### TO BE DONE
Reproduce the entries below verbatim, starting at the line that contains "like (351, 200)." and ending with the last line of the entries.

Records of labeled points:
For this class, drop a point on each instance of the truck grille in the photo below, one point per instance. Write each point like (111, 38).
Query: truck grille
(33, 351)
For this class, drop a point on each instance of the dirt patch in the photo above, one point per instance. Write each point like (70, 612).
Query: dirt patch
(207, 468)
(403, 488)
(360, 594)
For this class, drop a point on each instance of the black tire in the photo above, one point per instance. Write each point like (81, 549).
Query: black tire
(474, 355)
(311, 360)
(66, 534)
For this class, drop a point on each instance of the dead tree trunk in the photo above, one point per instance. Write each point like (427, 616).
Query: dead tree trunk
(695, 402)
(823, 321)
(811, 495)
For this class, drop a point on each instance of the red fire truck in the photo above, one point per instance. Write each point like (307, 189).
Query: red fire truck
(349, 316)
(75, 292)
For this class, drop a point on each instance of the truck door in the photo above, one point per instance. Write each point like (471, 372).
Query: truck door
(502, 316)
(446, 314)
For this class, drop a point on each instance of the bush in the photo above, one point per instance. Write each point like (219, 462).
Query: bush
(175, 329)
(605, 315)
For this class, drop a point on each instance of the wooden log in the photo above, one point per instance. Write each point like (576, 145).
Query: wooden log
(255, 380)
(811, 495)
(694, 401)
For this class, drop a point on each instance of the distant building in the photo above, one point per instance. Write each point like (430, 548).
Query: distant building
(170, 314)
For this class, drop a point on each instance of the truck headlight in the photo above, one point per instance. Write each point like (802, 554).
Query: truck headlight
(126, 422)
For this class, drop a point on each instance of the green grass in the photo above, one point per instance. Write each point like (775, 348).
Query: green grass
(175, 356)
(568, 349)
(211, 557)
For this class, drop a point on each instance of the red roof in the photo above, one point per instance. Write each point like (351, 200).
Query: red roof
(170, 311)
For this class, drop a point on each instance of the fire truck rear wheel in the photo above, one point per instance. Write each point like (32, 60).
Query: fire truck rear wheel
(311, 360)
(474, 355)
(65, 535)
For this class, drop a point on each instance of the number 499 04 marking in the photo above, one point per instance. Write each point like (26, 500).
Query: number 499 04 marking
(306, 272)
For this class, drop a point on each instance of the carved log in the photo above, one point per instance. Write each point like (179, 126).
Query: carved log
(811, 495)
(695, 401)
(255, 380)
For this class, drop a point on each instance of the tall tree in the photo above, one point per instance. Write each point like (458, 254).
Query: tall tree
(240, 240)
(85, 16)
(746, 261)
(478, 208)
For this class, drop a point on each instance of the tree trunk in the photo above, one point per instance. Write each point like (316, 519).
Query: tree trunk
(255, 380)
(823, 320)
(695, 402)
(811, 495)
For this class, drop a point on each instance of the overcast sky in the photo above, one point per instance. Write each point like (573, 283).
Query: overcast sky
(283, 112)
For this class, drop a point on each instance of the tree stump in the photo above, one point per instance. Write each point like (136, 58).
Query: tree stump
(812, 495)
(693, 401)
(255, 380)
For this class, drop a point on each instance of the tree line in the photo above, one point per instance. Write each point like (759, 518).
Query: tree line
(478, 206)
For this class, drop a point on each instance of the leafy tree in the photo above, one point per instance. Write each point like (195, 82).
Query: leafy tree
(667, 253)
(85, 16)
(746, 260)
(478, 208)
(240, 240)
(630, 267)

### RESPONSE FOR THIS EXERCISE
For this class, drop a point on each instance of the red roof in the photo above, one point per instance. Write each point like (351, 200).
Query: red roof
(170, 311)
For this class, drop a point on each instance of the fire truck rear wheel in the photo above, one point per instance. Write each point like (32, 60).
Query: fire truck rear wheel
(311, 360)
(474, 355)
(65, 535)
For this class, drop a point on each instance of the number 499 04 marking in the photo above, one point per instance. Write each point like (26, 500).
Query: number 499 04 marking
(306, 272)
For this class, drop a point on each instance of the carved log in the photo above, one point per instance. Write each point like (179, 126).
Query: carved log
(811, 495)
(695, 401)
(255, 380)
For this class, drop a point on each instance of the tall tree in the photo above, one point per instance. Write each point like (458, 254).
Query: tall tree
(240, 240)
(85, 16)
(746, 261)
(478, 208)
For this class, drop a point on each instance of the tree trunk in the photo above, one point per instance. Write each point like (316, 519).
Query: tree trunk
(255, 380)
(823, 320)
(695, 402)
(811, 495)
For this class, drop a point on each instance of the overcast sky in the photo above, one point per instance. Write each point like (573, 283).
Query: overcast sky
(283, 112)
For this class, drop a point on each instance of the tree stump in the photo above, one point per instance. Write each point like (136, 58).
Query: tree stump
(812, 495)
(693, 401)
(255, 380)
For this class, drop a point on each instance of the tree line in the photo above, one point per instance. Write each point like (759, 518).
Query: tree line
(478, 206)
For this class, drop a point on each instance of the leafy tree in the photo above, one point per instance. Write each point like (195, 82).
Query: leafy tree
(667, 253)
(85, 16)
(746, 260)
(478, 208)
(240, 240)
(630, 267)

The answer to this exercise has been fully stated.